- _Task statement_: Copy every line of the listing below word for word, leaving out the pictures.
>> start
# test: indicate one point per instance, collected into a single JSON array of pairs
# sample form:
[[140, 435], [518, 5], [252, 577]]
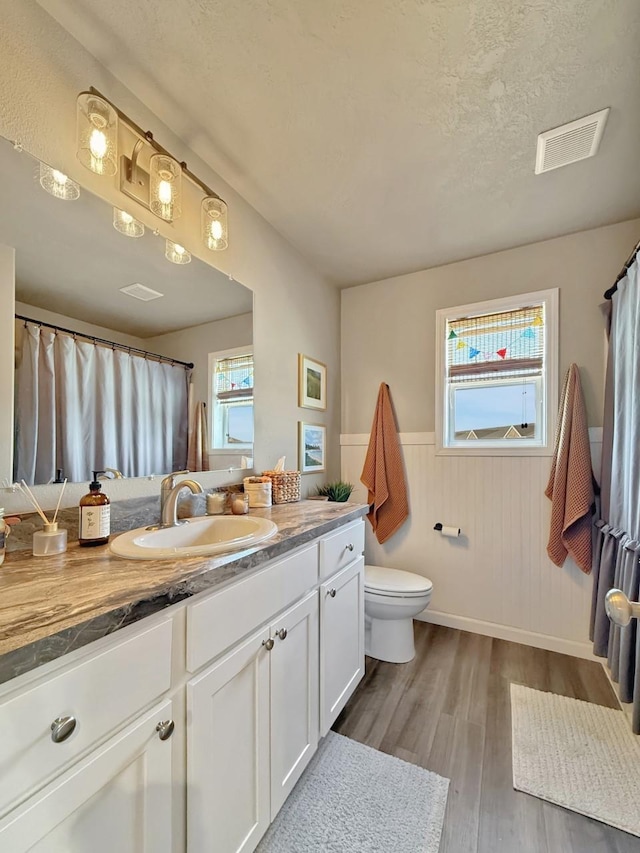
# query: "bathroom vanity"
[[187, 728]]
>> end
- _Problem solution_:
# test: indicate one point per instance, collected into a single JSON array of pairs
# sample form:
[[140, 435], [518, 5], [252, 577]]
# query: "bathroom vanity"
[[187, 728]]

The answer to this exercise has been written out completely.